From the first line to the last, transcribe the data exactly.

(Records excerpted from a collection)
*** Block opens ***

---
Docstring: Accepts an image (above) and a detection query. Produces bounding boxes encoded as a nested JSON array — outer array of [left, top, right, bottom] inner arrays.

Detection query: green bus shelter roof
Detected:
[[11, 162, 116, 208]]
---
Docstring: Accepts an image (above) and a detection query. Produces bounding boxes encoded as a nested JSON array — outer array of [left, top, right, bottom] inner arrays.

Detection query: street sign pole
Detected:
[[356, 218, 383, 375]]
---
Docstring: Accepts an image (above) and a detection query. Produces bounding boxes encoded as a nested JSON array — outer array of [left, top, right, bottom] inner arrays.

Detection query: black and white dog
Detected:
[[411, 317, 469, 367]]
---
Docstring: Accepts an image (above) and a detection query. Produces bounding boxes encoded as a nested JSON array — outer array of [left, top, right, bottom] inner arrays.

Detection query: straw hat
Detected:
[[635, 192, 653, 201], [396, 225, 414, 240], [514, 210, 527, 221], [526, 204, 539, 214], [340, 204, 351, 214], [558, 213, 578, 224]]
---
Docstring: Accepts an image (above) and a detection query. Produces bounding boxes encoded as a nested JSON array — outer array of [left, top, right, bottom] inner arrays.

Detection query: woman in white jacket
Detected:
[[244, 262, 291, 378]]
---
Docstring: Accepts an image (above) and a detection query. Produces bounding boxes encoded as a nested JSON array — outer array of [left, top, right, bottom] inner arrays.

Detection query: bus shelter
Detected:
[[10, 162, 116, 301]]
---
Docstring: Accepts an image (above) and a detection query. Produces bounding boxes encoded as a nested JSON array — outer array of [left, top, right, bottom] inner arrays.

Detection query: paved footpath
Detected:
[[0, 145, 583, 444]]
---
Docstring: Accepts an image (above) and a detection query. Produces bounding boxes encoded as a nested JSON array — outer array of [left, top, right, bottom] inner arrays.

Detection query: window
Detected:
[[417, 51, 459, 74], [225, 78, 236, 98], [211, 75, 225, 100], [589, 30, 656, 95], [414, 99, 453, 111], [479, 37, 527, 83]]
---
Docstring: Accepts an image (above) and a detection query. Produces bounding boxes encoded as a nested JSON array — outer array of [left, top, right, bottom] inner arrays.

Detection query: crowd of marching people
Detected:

*** Block closes ***

• _Result of this exercise_
---
Docstring: Accepts an image (above) and a detection query. Produces bounding boxes encoded as a nested JSON array — outer array of [left, top, right, bottom] inner arrays.

Detection query: green bus shelter roof
Detected:
[[11, 162, 116, 208]]
---
Docstring: Accepts an image (above) and a detection query. Produces bounding boxes encoded as a nested JSON array — outer array of [left, top, right, bottom] inner arrays.

Detection query: street sign pole
Detected:
[[356, 218, 383, 375]]
---
Docstring: Accepts an image (above) and a detection query. Produces bounding boxes encoded as a nested JSON array — outer array of [left, top, right, bottom] inner arrays.

Detection query: black and white dog
Detected:
[[411, 317, 469, 367]]
---
Docstring: Accepts an image (above) and a detection query. Produces bounding boxes encoded as a nested JSON array — outer array of [left, top, right, bottom] inner arrays.

Detection query: straw hat
Detected:
[[635, 192, 653, 201], [396, 225, 414, 240], [514, 210, 527, 221], [526, 204, 539, 214], [340, 204, 351, 214], [558, 213, 578, 224]]
---
Docstring: Accepts an image (above) and a detection query. Produces bounding boxes encoded as a nested JSON array — outer array of [left, top, right, bottom] inner arrays.

Detection query: woman in white jacket
Detected:
[[244, 262, 291, 378]]
---
Docstring: Accepts an image (above) and a detection query. Produces bounding boxes encoded as a nested JSON array — outer array of [left, top, right, bottom] inner arrays.

Detection query: bus shelter
Detected:
[[10, 162, 116, 301]]
---
Docstring: Accepts an image (above) and a detection query. Produces bounding boxes encoded as a nested JSON array — outer array of [left, top, right, bottom] inner arrays.

Detection query: paved footpath
Detected:
[[0, 145, 583, 444]]
---
Docstring: Accepts an image (above) and a detection query. Produces bounding boxes encoded as a nested JSON array — outer array of [left, top, right, bottom] inner arrays.

Detection query: window
Detected:
[[417, 51, 459, 74], [225, 78, 236, 98], [211, 75, 225, 100], [589, 30, 656, 95], [414, 99, 453, 111], [479, 37, 527, 83]]
---
Docstring: Accepts an image (above) and a detection query. Produces bounding boxes encoded as a nested JSON array — outer array of [left, top, right, bottom] inner arrays.

Detection query: crowd of marching people
Detected:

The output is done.